- Page -
● ● ● ● ● ● ●
Menu
AWS Glue
Developer Guide

Jobs

Data Types

Job Structure

Specifies a job.

Fields

  • Name – String, matching the Single-line string pattern.

    The name you assign to this job.

  • Description – Description string, matching the URI address multi-line string pattern.

    Description of this job.

  • LogUri – String.

    This field is reserved for future use.

  • Role – String.

    The name of the IAM role associated with this job.

  • CreatedOn – Timestamp.

    The time and date that this job specification was created.

  • LastModifiedOn – Timestamp.

    The last point in time when this job specification was modified.

  • ExecutionProperty – An ExecutionProperty object.

    An ExecutionProperty specifying the maximum number of concurrent runs allowed for this job.

  • Command – A JobCommand object.

    The JobCommand that executes this job.

  • DefaultArguments – An array of UTF-8 string–to–UTF-8 string mappings.

    The default arguments for this job, specified as name-value pairs.

    You can specify arguments here that your own job-execution script consumes, as well as arguments that AWS Glue itself consumes.
● ● ● ● ● ● ●
- Directions -
A) From the AWS Glue Job structure page, list every field whose explanation begins with the word "The".
B) Write the next part of the AWS Glue Job structure page, following on after its final sentence.

- Material -
● ● ● ● ● ● ●
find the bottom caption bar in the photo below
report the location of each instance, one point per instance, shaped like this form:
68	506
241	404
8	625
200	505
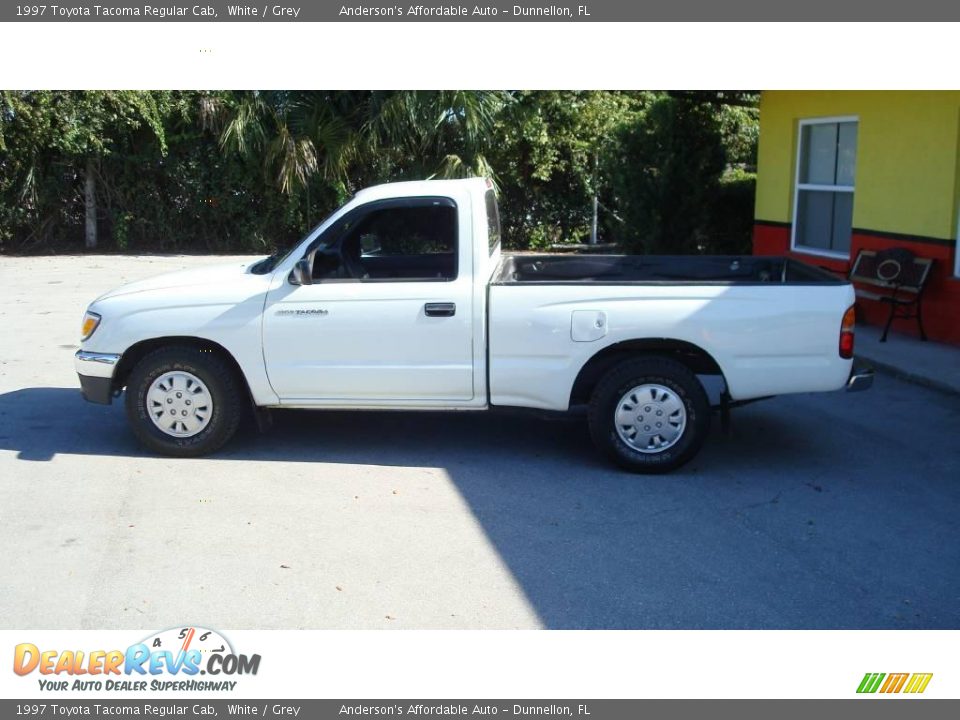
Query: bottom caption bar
920	709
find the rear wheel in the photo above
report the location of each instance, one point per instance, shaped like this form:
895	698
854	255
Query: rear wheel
183	401
649	414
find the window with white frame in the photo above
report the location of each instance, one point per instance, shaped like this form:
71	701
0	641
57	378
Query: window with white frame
823	203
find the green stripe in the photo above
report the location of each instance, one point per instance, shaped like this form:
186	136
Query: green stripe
871	682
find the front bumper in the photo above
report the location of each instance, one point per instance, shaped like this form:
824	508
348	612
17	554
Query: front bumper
95	371
861	378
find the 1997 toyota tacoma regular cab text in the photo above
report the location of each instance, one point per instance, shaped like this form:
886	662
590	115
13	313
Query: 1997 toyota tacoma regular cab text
403	300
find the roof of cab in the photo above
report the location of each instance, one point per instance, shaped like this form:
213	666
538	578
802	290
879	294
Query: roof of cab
413	188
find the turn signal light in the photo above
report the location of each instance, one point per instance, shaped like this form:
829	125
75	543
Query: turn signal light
90	322
846	333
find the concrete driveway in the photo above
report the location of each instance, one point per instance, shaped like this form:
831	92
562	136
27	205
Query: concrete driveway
820	511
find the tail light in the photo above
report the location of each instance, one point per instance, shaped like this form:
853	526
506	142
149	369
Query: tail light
846	333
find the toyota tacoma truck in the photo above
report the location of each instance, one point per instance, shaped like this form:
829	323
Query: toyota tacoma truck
403	300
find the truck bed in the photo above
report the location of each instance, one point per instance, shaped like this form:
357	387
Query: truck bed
659	269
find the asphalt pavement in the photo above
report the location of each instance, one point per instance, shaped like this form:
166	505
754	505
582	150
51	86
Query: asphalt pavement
817	511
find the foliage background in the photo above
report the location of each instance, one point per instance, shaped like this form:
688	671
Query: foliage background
217	171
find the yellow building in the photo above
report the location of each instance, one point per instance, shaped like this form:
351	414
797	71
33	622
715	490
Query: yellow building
840	171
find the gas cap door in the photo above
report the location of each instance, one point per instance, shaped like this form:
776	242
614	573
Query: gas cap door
588	325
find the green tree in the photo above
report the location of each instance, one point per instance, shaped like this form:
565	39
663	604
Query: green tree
665	171
83	127
547	150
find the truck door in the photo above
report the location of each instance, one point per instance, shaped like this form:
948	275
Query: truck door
388	316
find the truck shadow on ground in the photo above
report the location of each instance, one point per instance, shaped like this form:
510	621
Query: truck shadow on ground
770	527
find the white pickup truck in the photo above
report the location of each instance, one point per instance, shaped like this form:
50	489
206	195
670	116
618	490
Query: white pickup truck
402	300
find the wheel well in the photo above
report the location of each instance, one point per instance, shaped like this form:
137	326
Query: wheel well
135	353
696	358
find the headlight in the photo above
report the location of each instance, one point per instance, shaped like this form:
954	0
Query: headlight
90	323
● ● ● ● ● ● ●
- Task answers -
A) Name, Role, CreatedOn, LastModifiedOn, Command, DefaultArguments

B)
    For information about how to specify and consume your own Job arguments, see the Developer Guide Python programming topic.

    AWS Glue consumes the following arguments to set up the Job script environment:

    • --scriptLocation  —  The S3 location where your ETL script is located (in a form like s3://path/to/my/script.py). This overrides a script location set in the JobCommand object.

    • --extra-py-files  —  S3 path(s) to additional Python modules that AWS Glue will add to the Python path before executing your script. Multiple values must be complete paths separated by a comma (,). Note that only pure Python modules will work currently. Extension modules written in C or other languages are not supported.

    • --extra-jars  —  S3 path(s) to additional Java .jar file(s) that AWS Glue will add to the Java classpath before executing your script. Multiple values must be complete paths separated by a comma (,).

    • --extra-files  —  S3 path(s) to additional files such as configuration files that AWS Glue will copy to the working directory of your script before executing it. Multiple values must be complete paths separated by a comma (,).

    • --job-bookmark-option  —  When this argument is present, bookmarking is enabled, so that a JobRun starts from where the last one left off.

    • --TempDir  —  Specifies an S3 path to a bucket that can be used as a temporary directory for the Job.

    There are several argument names used by AWS Glue internally that you should never set:

    • --conf  —  Internal to AWS Glue. Do not set!

    • --debug  —  Internal to AWS Glue. Do not set!

    • --mode  —  Internal to AWS Glue. Do not set!

    • --JOB_NAME  —  Internal to AWS Glue. Do not set!

  • Connections – A ConnectionsList object.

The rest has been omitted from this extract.